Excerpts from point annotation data
▼▼▼
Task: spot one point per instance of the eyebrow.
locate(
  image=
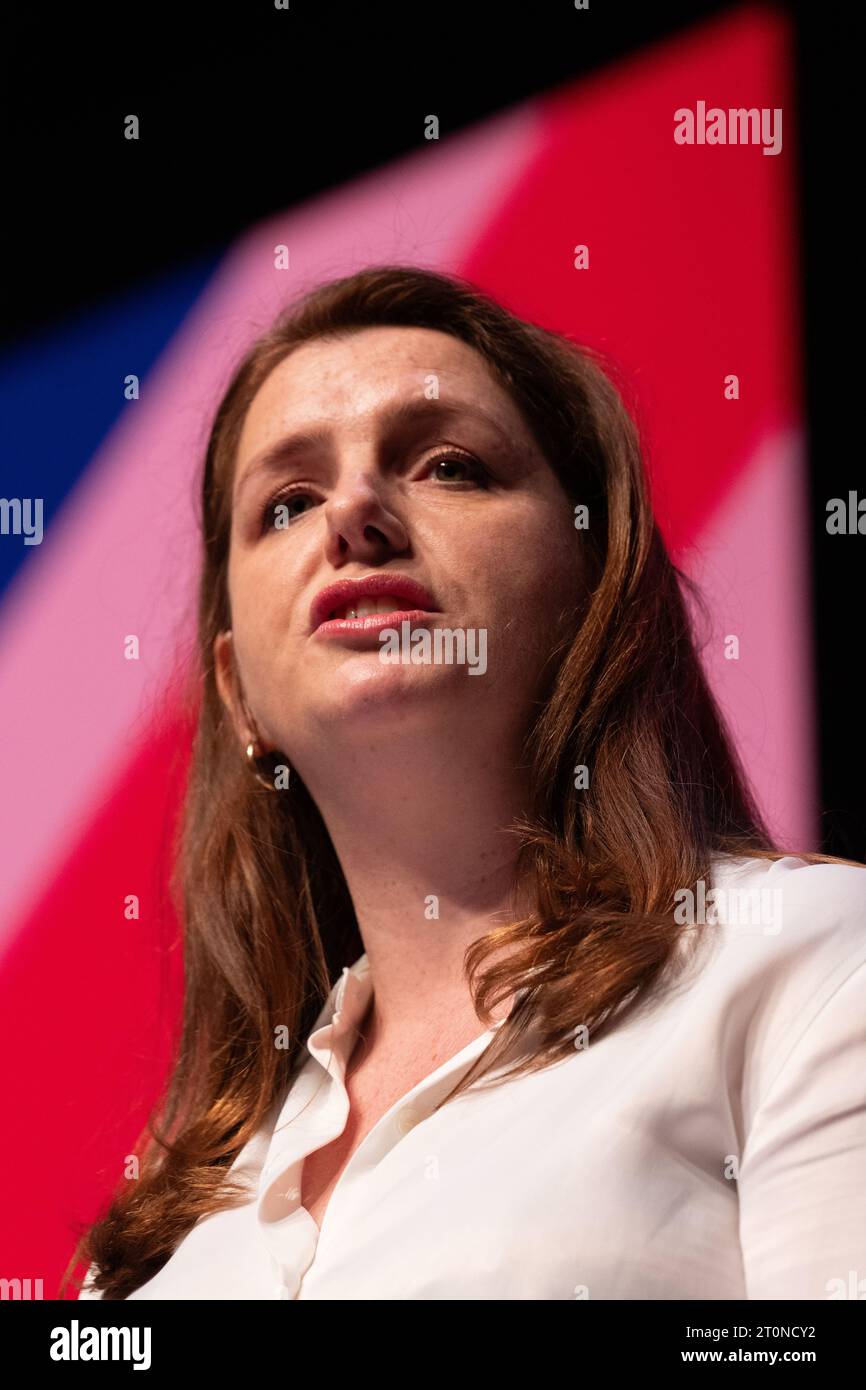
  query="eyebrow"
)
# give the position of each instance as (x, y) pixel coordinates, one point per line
(402, 414)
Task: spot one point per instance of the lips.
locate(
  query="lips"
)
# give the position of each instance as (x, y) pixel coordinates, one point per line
(370, 592)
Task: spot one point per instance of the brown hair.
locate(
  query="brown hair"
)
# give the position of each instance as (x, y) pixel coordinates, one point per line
(267, 918)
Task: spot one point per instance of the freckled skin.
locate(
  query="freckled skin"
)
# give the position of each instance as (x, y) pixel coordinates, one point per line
(503, 559)
(414, 769)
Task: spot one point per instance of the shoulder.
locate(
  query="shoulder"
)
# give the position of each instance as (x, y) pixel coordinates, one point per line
(780, 955)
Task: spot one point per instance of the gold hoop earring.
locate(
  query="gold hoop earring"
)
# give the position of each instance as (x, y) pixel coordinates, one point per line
(255, 761)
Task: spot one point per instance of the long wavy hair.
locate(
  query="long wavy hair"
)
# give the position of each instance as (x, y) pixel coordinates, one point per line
(268, 922)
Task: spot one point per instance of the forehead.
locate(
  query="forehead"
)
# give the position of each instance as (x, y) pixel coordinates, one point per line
(345, 380)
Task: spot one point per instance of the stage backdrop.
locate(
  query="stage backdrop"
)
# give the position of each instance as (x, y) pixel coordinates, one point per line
(691, 278)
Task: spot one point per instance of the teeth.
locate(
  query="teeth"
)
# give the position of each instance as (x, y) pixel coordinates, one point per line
▲▲▲
▸ Exercise instructions
Copy everything from the line containing "Task: spot one point per instance of the stage" down to the end of the listing, requests included. Offset each answer's coordinates by adding 19 to every number.

▸ Correct response
Task: spot one point per instance of the stage backdrop.
locate(
  query="stage backdrop"
)
# give the position of each instance as (x, y) pixel coordinates, one point per line
(710, 297)
Task: spot one point per instance of the teeth.
locate(
  query="teeth"
)
# give the position of each instance as (x, y) pixel coordinates, one point per line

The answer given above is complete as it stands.